__Exercise aim__
An exact transcription of the entries is required, with none of the pictures carried over.

Image point grounding data:
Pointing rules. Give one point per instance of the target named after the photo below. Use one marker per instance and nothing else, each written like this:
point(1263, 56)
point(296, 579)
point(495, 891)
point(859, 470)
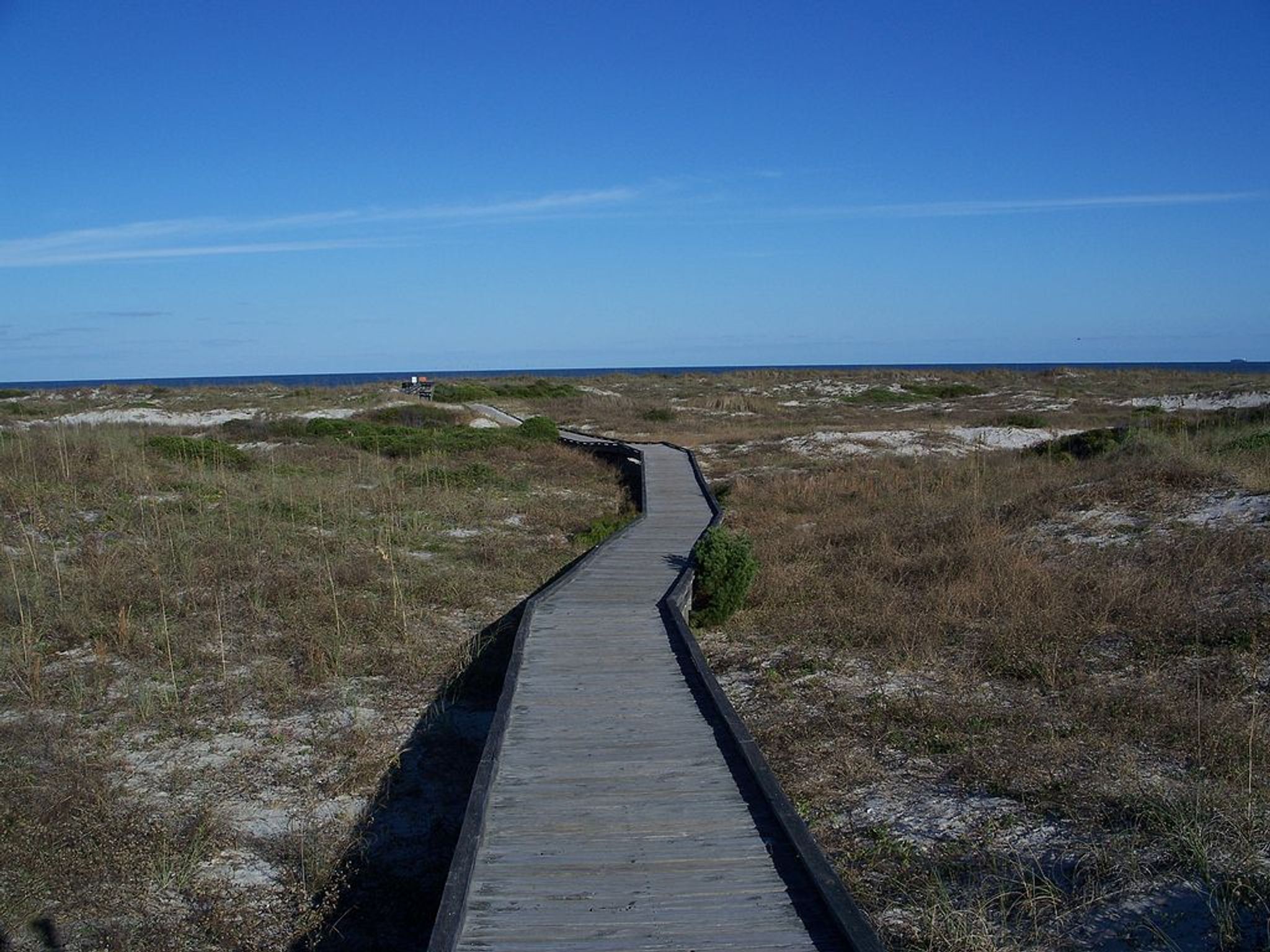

__Result__
Pointing rules. Give one point per instance of the target named after the photo below. Use one marker per instance and nothing else, each written like this:
point(1263, 56)
point(296, 579)
point(495, 891)
point(859, 470)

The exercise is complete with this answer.